▶ **Текст для изучения**
▽
Сегодня выбралась наконец навестить Екатерину Васильевну. Мороз. Солнце. Мне сразу стало легче дышать. И умолкли все гриппозные и попутные им недуги. Шла и не знала, жива ли моя подруженька. Жива, но со слов Юлии (племянницы), а у нее со слов врача, безнадежна. Юлия спросила, можно ли мне зайти к ней. Она ответила: “В другой раз”. Я не удивилась. Я верно истолковала ее долгое рукопожатие в прошлом свидании: она со мной уже простилась.

Вышла из ее квартиры, как всегда, с ощущением облегченного дыхания души. Воздух горных вершин. Перевал – близость перевала. Прозрачные, лилово-голубые дали, как в Константинополе, с горы Булгурлу[706], откуда с Михаилом некогда смотрели на жизнь Христа, на Его земные дни. Такой же прозрачной и далекой была Москва, когда я шла по Садовой в Зубово. Там вспомнила, что вчера приехал Сережа. Что он сдал экзамены и теперь – младший лейтенант, военный инженер, строитель аэродромов. И вспомнилось с улыбкой, что проснулась сегодня из-за этого с радостным чувством. (Из-за того, что повидалась с ним, причем половины не расслышала из того, что он говорил со своей невнятной дикцией.) Забавны по бессодержательности своей некоторые наши радости. Никакой роли в Сережиной жизни баб Вав не играет; это реликвия прошлого, детские воспоминания и бабушкинская теплота, прибавленная к субботним угощениям и к билетам в театр в университетские годы. “Столп и утверждение” его жизни, его уют и душевный приют и больше, чем это – его Эдем – в узенькой комнате Петровского переулка, где греет его своей влюбленностью и заботой и обволакивает все его существо и душу, и плоть красотой Суламифь (так он ощущает ее наружность, для Тарасовых “местечковую”). Я вижу в ней и тот и другой аспект. Но когда смотрю глазами Сергея, вижу только Суламифь и в глазах его читаю строфы “Песни Песней”: “Ты прекрасна, прекрасна, подруга, голубка моя! Глаза твои голубиные”… И слава Богу, что это так. Но сопереживать это с ним мне не по дороге. Тут между нами “железный занавес”, который я всегда подыму, если услышу оттуда зов Сергея Михайловича (“Баб Вав, ади си” – так звал он меня в годовалом возрасте, когда был болен).
△
▶ **Что сделать**
a) Отредактируйте фрагмент текста для изучения, который начинается со слов "Сегодня выбралась наконец" и заканчивается словами "мной уже простилась.". Перепишите его, поставив "подруга" вместо "подруженька".
b) Изложите короче абзац текста для изучения, начинающийся словами «Сегодня выбралась наконец», сохранив его основные факты.
c) Ответьте на вопросы по тексту для изучения и пометьте ответы так же:
(i) Кем Юлия приходится Екатерине Васильевне?
(ii) С какой горы в Константинополе когда-то смотрели вместе с Михаилом на земные дни Христа?
(iii) Какое воинское звание получил Сережа после сдачи экзаменов?

[Записи данных]
▽
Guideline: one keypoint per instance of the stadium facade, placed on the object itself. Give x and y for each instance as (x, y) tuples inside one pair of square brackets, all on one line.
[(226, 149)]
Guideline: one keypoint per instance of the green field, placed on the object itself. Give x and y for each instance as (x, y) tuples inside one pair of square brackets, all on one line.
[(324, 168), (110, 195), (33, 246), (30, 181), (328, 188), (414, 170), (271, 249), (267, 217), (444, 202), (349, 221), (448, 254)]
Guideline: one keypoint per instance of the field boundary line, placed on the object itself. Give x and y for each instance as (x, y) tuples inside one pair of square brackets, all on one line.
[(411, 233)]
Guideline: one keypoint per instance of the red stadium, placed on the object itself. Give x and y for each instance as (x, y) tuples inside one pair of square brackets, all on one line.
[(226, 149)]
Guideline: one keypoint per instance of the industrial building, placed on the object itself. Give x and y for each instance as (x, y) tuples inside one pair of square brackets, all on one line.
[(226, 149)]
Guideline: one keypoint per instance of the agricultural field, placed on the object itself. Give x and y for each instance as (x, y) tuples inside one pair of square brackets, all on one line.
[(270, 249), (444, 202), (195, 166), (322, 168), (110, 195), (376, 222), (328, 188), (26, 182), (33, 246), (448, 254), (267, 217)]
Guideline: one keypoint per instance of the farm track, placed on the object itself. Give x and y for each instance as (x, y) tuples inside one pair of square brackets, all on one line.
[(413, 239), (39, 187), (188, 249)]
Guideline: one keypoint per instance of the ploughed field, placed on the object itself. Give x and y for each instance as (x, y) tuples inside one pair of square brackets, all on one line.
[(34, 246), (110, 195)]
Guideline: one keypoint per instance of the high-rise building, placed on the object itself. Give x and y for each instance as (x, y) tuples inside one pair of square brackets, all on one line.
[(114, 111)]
△
▶ **Ответы к заданиям**
a)
Сегодня выбралась наконец навестить Екатерину Васильевну. Мороз. Солнце. Мне сразу стало легче дышать. И умолкли все гриппозные и попутные им недуги. Шла и не знала, жива ли моя подруга. Жива, но со слов Юлии (племянницы), а у нее со слов врача, безнадежна. Юлия спросила, можно ли мне зайти к ней. Она ответила: “В другой раз”. Я не удивилась. Я верно истолковала ее долгое рукопожатие в прошлом свидании: она со мной уже простилась.

b) Морозным солнечным днем наконец состоялся визит к Екатерине Васильевне. Сразу стало легче дышать, и недуги после гриппа отступили. По дороге было неизвестно, жива ли подруга. Она оказалась жива. Однако, по словам племянницы Юлии, которая передала слова врача, надежды нет. Юлия спросила, можно ли зайти к Екатерине Васильевне, и та ответила: «В другой раз». Это не удивило. Долгое рукопожатие при прошлой встрече уже было прощанием.

c)
(i) Племянницей.
(ii) С горы Булгурлу.
(iii) Младшего лейтенанта.